Carry over every line from the line containing "Reviewer note: check that each instance of the large" through the end of the rows, both ends included, requests and all, and add 59 to each x and y coordinate in the answers.

==== Entries provided ====

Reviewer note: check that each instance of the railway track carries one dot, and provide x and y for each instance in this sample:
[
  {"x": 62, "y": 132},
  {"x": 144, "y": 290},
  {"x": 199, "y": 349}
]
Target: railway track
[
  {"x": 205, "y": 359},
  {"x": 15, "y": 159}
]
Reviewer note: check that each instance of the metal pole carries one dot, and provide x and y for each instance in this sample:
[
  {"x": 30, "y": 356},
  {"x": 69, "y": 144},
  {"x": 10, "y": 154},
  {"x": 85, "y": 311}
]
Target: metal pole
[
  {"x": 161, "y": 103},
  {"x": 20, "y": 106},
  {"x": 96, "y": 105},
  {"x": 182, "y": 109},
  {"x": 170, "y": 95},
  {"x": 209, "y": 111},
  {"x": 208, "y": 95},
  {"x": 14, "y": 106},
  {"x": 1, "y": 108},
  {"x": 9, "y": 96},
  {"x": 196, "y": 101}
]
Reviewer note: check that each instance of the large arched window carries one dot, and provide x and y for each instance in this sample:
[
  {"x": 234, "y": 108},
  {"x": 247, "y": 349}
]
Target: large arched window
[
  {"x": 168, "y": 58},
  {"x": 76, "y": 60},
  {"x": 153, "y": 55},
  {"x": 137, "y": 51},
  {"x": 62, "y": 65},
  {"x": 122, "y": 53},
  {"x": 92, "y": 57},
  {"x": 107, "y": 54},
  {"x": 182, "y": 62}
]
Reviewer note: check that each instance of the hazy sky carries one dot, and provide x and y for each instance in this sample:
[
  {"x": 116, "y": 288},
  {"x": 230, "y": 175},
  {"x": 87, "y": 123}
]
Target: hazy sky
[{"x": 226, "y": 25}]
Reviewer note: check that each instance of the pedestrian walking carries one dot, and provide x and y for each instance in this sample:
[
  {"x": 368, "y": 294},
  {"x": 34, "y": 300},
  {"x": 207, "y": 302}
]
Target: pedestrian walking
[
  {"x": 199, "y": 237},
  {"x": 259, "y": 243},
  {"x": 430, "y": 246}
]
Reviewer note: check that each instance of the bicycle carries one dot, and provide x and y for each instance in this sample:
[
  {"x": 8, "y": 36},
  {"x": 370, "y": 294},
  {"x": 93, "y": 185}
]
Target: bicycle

====

Task solution.
Reviewer note: check that each instance of the large arched window carries one dot, and provide x and y for each instance in this sample:
[
  {"x": 234, "y": 108},
  {"x": 247, "y": 349}
]
Target: large arched window
[
  {"x": 227, "y": 117},
  {"x": 135, "y": 119},
  {"x": 212, "y": 114},
  {"x": 196, "y": 110},
  {"x": 121, "y": 124},
  {"x": 181, "y": 112},
  {"x": 151, "y": 116},
  {"x": 166, "y": 113},
  {"x": 241, "y": 121}
]
Reviewer note: check that each instance of the hazy sky carries one dot, and provide x and y for each instance in this sample:
[
  {"x": 116, "y": 288},
  {"x": 230, "y": 175},
  {"x": 87, "y": 123}
]
Target: hazy sky
[{"x": 285, "y": 84}]
Reviewer note: check that each instance of the pedestrian walking carries one dot, and provide x and y for each instance in this sample:
[
  {"x": 368, "y": 294},
  {"x": 34, "y": 300},
  {"x": 207, "y": 302}
]
Target: pedestrian walking
[
  {"x": 258, "y": 296},
  {"x": 318, "y": 302},
  {"x": 489, "y": 305}
]
Reviewer note: check that each instance of the bicycle carries one dot, and provide x and y for each instance in this sample:
[
  {"x": 8, "y": 36},
  {"x": 370, "y": 294},
  {"x": 93, "y": 185}
]
Target: bicycle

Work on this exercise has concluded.